Bahsettigin omurganin korunmasi lazim eger diger mevkiler icin uzun vadeli hamle yapilacaksa. Fernandesin satilmasinin yaratacagi kazanc ile Oguzhan'a dusecek agirliga destek olacak kapasitesi yuksek yerli/yabanci bir ortasaha/kanat oyncusu cok yerinde olur.
Ayrica Emre Ozkana yatirim yapilmali bence. Emre Ozkan sezon basinda takimda kalmak icin cesur bir insiyatif kullandi ve sansini iyi degerlendirdi ayni kafayla devam ederse kendini gelistirmeye acik bir oyuncu olarak gozukuyor.
Bunlarin disinda bahsettigin oyunculardan iyi yedek olacak seviyede(Gokhan, Toraman, Holosko)
rotasyon oyunculari ise (Olcay, Ersan, Necip, Veli) diye dusunursek yine en sancili pozisyon sag bek ve sag acik oluyor. Hilbert yerine uzun vadeli iki oyuncu ile anlasilmali.
Niang'in kiralik suresi uzatilabilse Niang kanatlarida verimli kullanabilecek bir oyuncu ve buyuk bir bas agrisini giderir.
Kenarda oturan genclerden Hasan Turk'ten artik hic haber alamiyoruz halbuki iyi baslamisti.
Kaleci icin McGregordan vazgecilmemeli Onur ayarinda bir kaleci alinmayacaksa.
Doğru demişsin de yazdığın 9 kişi yerine kimleri alabilirsin ki yerliler çok pahalı hatta iyi yerli yok ancak yabancılar değiştirilebilir, Fernandes Almeida hariç hangisini kim alır?
Adem Alkaşi bence alınabilecek bir sağbek. Bana kalsa Beşiktaş bizim Orhan Şam'ı alsa, biz Adem Alkaşi'yi Gökhan Gönül rotasyonu için alsak çok daha mutlu olurum tabii
gelecekten bahsederken futbolcu isimlerini baz almak hata. bugünlerde 10 yıl öncesinin geleceğiydi. 3-5 futbolcu ismiyle cm-fm de geleceğin takımı kurulur.

┄┄┄┄┄┄┄┄┄┄

Görev tanımı 1 —
Takım kadrosuyla ilgili yorumlarda rotasyon oyuncusu olarak sayılan isimlerin hepsini yazın.
Görev tanımı 2 —
Takım kadrosuyla ilgili yorumları son cümleden sonra kaldığı yerden alıp sürdürün.
Bu satırlara hiç bakmanız gerekmiyor.

Veri bölümü —
┄┄┄┄┄┄┄┄┄┄

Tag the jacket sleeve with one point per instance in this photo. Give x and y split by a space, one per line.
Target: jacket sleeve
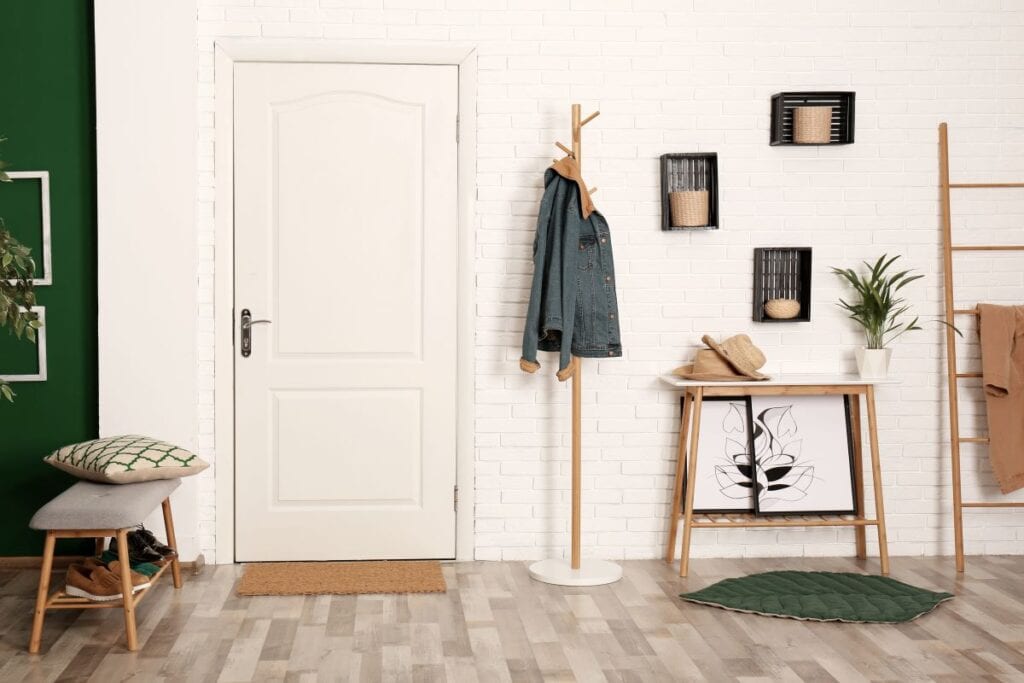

┄┄┄┄┄┄┄┄┄┄

Görev sonucu 1 —
Olcay, Ersan, Necip, Veli

Görev sonucu 2 —
şu anda beşiktaş 25 maçta 43 puan topladı. rakiplerinin inanılmaz başarısızlığından ötürü ortada nispi bir başarı söz konusu, önümüzdeki yıl durum daha farklı olur.
bu sene dediğimiz iki yıldız transferi devre arasında gelseydi, takım muhtemelen şampiyon olurdu. buradaki vizyonsuzluk açık net ortada.
onun dışında. jessienin söyledikleri doğru, bir açıdan baktığın zaman. sivok 30 yaşında bir oyuncu çokta temel olarak alınıcak bir oyuncu değil timing hataları var hava toplarında iyi değil, kolay çalım yiyo falan. bu takımdan yabancılar gönderilebilir problem değil.
fernandes konusunu aslında duran top bağlamında incelemek lazım, beşiktaşa inanılmaz bir opsiyon sunuyor. genel oyununun dışında fernandesin bu özelliği onu çok önemli kılıyo.
Beşiktaş futbol takımındaki hemen hemen her oyuncu potansiyelinin limitleri nezdinde oynuyor. Hatta hemen hemen tamamı kariyerinin en iyi sezonunu geçiren, amatör ruhlu oyuncular. Bugün sahada yer alan futbolculardan Oğuzhan haricinde izlediğimizden daha fazlasını verebilecek bir oyuncu bana göre yok.
Oyuncu bazında gideceksek sezon sonu planlamasına dair sıralayalım.
Cenk: Yetenek anlamında McGregor'un çok önünde. Mental problemleri yüzünden asla birinci kaleci olabilecek ışığı verebilmiş değil. Muhtemelen gelecek olan Sinan Bolat ile değişmeli olarak oynayacaktır. Sinan'ın daha iyi bir kaleci olduğuna dair şüphelerim var. Bu kumarın tutmasını beklemekten başka yapacak bir şey yok.
McGregor: Daha önce hakkında düşündüklerimi uzun uzun yazdım. Ortalama bir kaleci. Yok artık bunu da çıkardı dedirtmez, Cenk gibi 40 metreden de topu içeri almaz. Efendi gibi kurtaracağını kurtarır, yiyeceğini de yer. Bunun Beşiktaş için yeterli bir seviye olduğunu düşünmüyorum. Yabancı kontenjanı da belli olduğu için Sinan Bolat kumarını bu noktada makul karşılıyorum. Keşke şampiyonlar ligi gelirimiz olsa da Onur Kıvrak'ı Galatasaray'a kaptırmasak.
Sivok: Bu takımın her zaman ama her zaman sahip olması gereken bir oyuncu. Gönderilmesi düşünülemez.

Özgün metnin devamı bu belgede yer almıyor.